Input for this task:

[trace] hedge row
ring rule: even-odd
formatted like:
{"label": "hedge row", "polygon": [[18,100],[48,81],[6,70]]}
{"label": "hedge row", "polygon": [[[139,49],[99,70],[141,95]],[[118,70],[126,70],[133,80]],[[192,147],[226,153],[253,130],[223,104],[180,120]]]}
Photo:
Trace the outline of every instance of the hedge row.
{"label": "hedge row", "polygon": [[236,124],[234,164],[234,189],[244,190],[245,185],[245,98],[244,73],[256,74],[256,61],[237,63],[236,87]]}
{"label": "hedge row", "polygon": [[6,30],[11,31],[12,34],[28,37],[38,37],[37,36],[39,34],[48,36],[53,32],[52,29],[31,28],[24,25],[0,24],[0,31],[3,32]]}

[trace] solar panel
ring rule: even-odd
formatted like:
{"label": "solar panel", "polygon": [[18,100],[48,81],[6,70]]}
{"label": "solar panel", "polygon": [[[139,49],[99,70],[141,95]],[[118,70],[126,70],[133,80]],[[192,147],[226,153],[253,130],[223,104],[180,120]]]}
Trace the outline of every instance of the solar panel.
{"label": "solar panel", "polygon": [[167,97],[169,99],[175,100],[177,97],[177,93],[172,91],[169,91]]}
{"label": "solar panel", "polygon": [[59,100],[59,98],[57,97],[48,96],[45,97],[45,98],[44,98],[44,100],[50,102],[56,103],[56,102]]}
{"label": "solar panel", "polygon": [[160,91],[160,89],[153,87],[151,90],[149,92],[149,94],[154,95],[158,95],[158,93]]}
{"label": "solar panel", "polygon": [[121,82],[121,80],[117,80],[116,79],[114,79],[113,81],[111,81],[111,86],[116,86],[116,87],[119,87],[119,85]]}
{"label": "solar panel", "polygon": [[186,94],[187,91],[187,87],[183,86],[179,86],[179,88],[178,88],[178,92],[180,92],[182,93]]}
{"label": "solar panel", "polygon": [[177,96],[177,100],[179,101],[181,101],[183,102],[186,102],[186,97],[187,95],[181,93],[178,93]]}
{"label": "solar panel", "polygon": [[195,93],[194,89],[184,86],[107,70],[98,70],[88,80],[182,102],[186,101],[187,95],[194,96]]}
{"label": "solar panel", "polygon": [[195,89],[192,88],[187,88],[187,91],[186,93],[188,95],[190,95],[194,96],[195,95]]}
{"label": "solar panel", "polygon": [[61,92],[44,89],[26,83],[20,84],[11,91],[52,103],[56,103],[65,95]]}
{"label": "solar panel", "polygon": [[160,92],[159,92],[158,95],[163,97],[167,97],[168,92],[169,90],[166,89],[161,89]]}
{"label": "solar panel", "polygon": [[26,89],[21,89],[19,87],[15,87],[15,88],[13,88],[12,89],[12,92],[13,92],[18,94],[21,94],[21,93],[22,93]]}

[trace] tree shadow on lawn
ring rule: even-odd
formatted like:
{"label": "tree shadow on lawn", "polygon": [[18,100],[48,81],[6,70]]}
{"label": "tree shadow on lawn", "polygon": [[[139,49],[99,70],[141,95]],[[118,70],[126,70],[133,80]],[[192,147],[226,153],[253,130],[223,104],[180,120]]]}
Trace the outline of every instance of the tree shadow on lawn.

Exercise task: Reproduce exactly the line containing "[trace] tree shadow on lawn" and every line after it through the end of the records above, and nothing else.

Expected output:
[trace] tree shadow on lawn
ring rule: even-odd
formatted like:
{"label": "tree shadow on lawn", "polygon": [[18,100],[48,81],[6,70]]}
{"label": "tree shadow on lawn", "polygon": [[[139,49],[99,70],[141,95]],[[118,70],[126,70],[133,80]],[[192,147],[226,153],[253,130],[223,104],[180,120]]]}
Trace the outline of every instance of the tree shadow on lawn.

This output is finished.